Data excerpts »
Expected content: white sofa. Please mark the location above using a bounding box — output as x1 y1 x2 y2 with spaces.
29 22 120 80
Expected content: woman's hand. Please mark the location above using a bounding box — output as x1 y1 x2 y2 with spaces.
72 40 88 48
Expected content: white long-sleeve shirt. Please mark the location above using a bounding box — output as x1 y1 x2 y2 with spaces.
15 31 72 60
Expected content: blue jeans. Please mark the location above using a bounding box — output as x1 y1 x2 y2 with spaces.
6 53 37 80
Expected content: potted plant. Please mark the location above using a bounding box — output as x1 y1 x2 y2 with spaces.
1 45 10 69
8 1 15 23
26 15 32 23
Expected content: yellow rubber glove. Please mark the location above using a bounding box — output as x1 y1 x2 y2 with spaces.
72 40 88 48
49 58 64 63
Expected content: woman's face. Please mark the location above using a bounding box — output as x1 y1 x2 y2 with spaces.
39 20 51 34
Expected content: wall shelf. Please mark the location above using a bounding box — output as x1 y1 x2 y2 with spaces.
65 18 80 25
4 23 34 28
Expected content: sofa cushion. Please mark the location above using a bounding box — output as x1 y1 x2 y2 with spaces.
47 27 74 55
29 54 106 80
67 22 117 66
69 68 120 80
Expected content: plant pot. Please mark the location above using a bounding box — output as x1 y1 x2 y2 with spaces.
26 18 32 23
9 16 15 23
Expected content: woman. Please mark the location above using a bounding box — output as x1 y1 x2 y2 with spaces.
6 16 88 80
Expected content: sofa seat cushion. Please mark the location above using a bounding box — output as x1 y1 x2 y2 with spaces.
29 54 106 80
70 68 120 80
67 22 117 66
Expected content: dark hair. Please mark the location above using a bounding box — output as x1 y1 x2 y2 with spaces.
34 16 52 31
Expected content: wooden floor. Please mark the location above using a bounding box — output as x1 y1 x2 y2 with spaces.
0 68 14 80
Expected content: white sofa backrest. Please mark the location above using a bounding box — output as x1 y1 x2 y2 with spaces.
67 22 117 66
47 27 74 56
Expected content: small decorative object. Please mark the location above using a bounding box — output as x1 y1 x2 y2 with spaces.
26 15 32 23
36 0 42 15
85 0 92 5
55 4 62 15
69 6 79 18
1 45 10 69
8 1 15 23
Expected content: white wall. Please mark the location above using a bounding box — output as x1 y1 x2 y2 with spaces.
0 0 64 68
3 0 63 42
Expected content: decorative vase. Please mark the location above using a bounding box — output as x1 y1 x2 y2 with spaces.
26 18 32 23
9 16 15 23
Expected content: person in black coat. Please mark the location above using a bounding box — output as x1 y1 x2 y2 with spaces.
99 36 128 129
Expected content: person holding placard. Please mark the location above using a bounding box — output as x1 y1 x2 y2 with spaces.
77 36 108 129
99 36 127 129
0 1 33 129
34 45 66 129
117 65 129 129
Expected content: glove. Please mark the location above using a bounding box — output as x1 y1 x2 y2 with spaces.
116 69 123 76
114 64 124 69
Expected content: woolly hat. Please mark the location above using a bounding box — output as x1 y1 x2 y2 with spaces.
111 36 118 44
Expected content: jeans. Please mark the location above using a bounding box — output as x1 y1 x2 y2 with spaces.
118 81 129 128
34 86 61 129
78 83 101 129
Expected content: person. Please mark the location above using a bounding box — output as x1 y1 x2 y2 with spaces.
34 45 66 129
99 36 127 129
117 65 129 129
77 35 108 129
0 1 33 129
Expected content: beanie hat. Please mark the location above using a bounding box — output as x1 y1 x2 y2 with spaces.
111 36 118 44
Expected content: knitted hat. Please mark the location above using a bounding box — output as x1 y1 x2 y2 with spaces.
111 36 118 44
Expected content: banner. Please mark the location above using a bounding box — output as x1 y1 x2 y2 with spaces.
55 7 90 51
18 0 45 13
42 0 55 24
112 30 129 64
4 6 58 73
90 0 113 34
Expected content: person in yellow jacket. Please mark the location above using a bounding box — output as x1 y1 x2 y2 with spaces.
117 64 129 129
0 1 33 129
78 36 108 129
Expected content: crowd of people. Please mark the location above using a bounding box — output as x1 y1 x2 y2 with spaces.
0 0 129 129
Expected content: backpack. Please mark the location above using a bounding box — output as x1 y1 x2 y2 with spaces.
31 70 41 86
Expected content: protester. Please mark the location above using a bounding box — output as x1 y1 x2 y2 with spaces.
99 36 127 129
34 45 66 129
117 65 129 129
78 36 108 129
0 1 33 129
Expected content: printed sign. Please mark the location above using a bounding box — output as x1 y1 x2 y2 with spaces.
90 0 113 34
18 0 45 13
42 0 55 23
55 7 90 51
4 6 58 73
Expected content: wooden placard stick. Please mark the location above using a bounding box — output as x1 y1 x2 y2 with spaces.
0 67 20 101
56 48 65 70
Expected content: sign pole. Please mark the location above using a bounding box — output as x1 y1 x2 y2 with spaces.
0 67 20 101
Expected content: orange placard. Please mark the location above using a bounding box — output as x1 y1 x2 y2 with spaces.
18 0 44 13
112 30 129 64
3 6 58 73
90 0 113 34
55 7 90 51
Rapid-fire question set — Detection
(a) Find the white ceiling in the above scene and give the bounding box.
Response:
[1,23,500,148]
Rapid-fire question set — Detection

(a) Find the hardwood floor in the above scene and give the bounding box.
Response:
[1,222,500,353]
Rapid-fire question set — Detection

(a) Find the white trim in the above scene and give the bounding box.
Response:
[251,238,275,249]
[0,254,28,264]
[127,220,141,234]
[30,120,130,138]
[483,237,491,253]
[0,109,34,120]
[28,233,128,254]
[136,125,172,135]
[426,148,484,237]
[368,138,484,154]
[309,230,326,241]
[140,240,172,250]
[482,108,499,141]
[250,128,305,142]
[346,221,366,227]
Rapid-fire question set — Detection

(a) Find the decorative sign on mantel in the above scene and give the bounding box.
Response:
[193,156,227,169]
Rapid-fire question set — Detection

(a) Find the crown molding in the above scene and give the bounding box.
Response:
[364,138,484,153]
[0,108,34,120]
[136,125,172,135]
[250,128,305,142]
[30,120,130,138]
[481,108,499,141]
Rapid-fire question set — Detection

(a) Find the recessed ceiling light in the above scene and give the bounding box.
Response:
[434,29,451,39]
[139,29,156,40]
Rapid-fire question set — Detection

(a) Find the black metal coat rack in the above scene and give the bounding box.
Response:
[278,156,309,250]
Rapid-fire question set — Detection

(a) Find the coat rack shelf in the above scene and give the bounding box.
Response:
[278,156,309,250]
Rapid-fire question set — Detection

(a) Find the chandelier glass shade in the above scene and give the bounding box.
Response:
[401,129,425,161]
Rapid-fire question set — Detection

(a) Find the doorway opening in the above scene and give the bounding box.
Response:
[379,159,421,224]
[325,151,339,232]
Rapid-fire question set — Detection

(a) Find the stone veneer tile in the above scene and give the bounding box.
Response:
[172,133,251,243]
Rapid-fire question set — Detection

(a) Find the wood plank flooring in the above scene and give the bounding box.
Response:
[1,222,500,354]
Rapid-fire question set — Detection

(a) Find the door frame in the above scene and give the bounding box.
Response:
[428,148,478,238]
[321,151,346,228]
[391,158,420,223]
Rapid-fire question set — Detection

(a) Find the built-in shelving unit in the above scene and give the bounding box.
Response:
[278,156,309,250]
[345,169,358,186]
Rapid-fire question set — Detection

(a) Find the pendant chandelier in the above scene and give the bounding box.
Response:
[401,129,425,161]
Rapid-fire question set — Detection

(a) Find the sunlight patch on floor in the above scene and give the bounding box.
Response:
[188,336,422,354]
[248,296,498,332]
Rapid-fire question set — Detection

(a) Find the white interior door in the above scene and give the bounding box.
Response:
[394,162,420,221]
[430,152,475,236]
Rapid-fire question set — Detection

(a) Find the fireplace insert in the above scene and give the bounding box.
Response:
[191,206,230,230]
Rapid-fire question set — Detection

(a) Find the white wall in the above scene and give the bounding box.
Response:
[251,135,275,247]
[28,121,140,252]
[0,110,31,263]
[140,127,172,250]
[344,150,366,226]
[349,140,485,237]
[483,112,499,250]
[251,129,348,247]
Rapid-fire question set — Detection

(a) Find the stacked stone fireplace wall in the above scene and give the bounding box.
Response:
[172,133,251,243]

Exercise »
Rescale the records from the line with "Expected content: glove." up to and including the line with "31 70 41 86": reproduce each of those lines, requests included, and multiply every bounding box coordinate in the answers by 2.6, rounding to whole numbers with halves rounded up. Leave the requests unchanged and give only these lines.

Solution to this exercise »
Expected content: glove. Please mark the location above using a bounding box — output as x1 y1 x2 y2 with spaces.
302 179 320 198
296 166 322 179
Expected content: woolly hat. Please mark the location above using a bounding box — output as x1 y1 x2 y2 with spaces.
289 94 307 114
Expected content: jeans. Please mark the location above using a bounding box — output as x1 y1 x2 y2 with spaces.
307 211 335 333
88 224 159 335
203 216 263 335
Expected content: person. Please mark the location above using a bounding box — output as x1 y1 x2 y2 with spaces.
88 117 172 335
257 94 330 335
304 169 335 335
200 91 281 335
0 3 86 335
Expected content: beanie hat. Please mark the location above using a bounding box — output as x1 y1 x2 y2 with spaces.
289 94 307 114
Expected content: knitted hat. Please mark the location above using a bounding box — output as x1 y1 x2 y2 with spaces.
289 94 307 114
Expected content: banner. Please mark the location above using a bounding box — output as x1 y1 x2 y2 with spaces.
143 18 234 133
47 0 117 34
109 0 143 62
291 78 335 166
10 16 151 190
234 0 294 88
Expected content: person in yellow jacket. Please mark the location above using a bounding box — output as x1 y1 x2 y2 with spaces.
304 166 335 335
0 3 86 335
203 94 281 335
Expected content: crowd of people. Please mark the location above using a bounding box — output as x1 y1 x2 y2 with spaces.
0 0 335 335
Expected content: backpack. Please mark the location above using a bounding box — output as x1 y1 x2 y2 with spaces.
81 182 107 224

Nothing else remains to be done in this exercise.